In this paper, we consider some of the most compute-intensive kernels of the HipGISAXS code to demonstrate and analyze high-performance through the exploitation of simultaneous multi-threading (SMT) and single-instruction multiple-data (SIMD) parallelism on modern multi-core processors. We discuss various methods to effectively exploit the available on-node parallelism to increase parallel efficiency and provide detailed performance analysis on leading Cray supercomputers. We further provide performance analysis on Intel’s Knights Landing manycore processor, which has even larger number of compute cores with 512-bit wide vector units.

2 Computational Kernels

In HipGISAXS simulation code, the kernels compute on a two-dimensional grid, with non-uniform positioning of the grid points. The simulated scattering light intensities are computed at each grid point. The computations at each grid point are independent of each other, which is amenable to efficient exploitation of parallelism. In each simulation, two types of routines are executed: Form Factor (FF) computations and Structure Factor (SF) computations. The former represent the scattering phenomenon due to individual nanoparticles in the sample model, while the latter represent the scattering due to all particles forming a structure (such as their three-dimensional arrangements) as a whole. Both types contain a number of kernels, each depending on the type of computations performed. The FF kernels could be either analytic, where computations are derived analytically for simple nanoparticle shapes, such as spheres, cylinders, cubes, etc., or numerical, which are generic and used for complex structures when they cannot be efficiently defined through simple shapes. In the following we focus on one of the analytical kernels and one of the numerical kernels for the purpose of demonstrating the exploitation of thread and vector parallelism. The form factor computation at a single q-point involves accessing data and performing independent calculations for each of the input shape triangles, followed by a reduction over all the triangles. This is done for all the q-points in the problem under consideration. The output matrix \(\mathcal {F}\) of the same size as the Q-grid \(\mathcal {Q}\), is constructed with the results of these computations. This is summarized in the following equation:

$$\begin{aligned} \mathcal {F}: f(\varvec{q}) = -\frac{i}{|\varvec{q}|^2}\sum _{t=1}^{n_t}e^{i\varvec{q}\cdot \varvec{r_t}}q_{n,t}s_t, \quad \forall \varvec{q}\in \mathcal {Q}. \end{aligned}$$
(1)

Recorded data:
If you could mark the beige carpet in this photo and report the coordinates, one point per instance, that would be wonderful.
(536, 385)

Aim 1: According to the passage on HipGISAXS kernels, which two types of routines are executed in each simulation?
Aim 2: Continue the passage on HipGISAXS kernels from the point at which it ends.
The data have no connection to the passage on HipGISAXS kernels.

Written answer 1: Form Factor (FF) computations and Structure Factor (SF) computations.

Written answer 2:
2.1 An Analytical Form Factor Kernel

For certain simple nanoparticle shapes, such as spherical, cylindrical, cuboidal, etc., analytical formulae can be derived to calculate the form factor. In most cases, such analytical computations are significantly cheaper than performing the general-case computations through volume integrals. Hence, if a sample model can be described in terms of simple shapes, it is preferable to use the analytical method. The application under consideration includes a number of such analytical form factor computational kernels. We select one of these analytical kernels, the form factor for a cylindrical shape, for our study in the following sections.

The basic computational loop structure of the cylinder form factor kernel is shown in Algorithm 1. The outermost loop is over all the q-points (\(n_{qz}\)). The number of q-points in a typical simulation is in over 1 million. All the kernels in this application make a heavy use of various transcendental functions, such as sine, cosine, exponential, Bessel, etc. Additionally, since the q-points are in the complex space, the computations are performed on complex numbers. The inner loop-nest in Algorithm 1 are over the two parameters defining the cylinderical shape, radius (\(\mathtt {rsize}\)) and height (\(\mathtt {hsize}\)). Total number of iterations for this loop-nest is typically small, on the order of tens, and in many cases, just one.

figure a

2.2 A Numerical Form Factor Kernel

For sample models where the nanoparticle shapes cannot be defined in terms of simple shapes, a full numerical integration over the particles’ structure needs to be performed. This represents the general case, which can handle any kind of complex shapes. The shapes are defined through discretization of its surface, such as by triangulation. The higher the discretization resolution, the better the computed approximation, but with higher computational cost. The shape surface integration adds another dimension to the computational problem. A typical structure of a numerical form factor kernel is shown in Algorithm 2. As with the analytical kernels described previously, the outermost loop is over the q-points. The primary internal loop is over the set of triangles describing the corresponding structure in the sample. The number of triangles can vary from several hundreds to several millions depending on the structure complexity and discretization resolution.

figure b

3 Computational Platforms and Performance Modeling

In the work discussed in this paper, we perform experiments and performance analysis on the current Cray supercomputers installed at NERSC at Berkeley Lab:

  1. 1.

    Cray XC30 (Edison): Consists of dual-socket compute nodes with 12-core Intel Ivybridge processors, total 24 cores and 64 GB memory per node.

  2. 2.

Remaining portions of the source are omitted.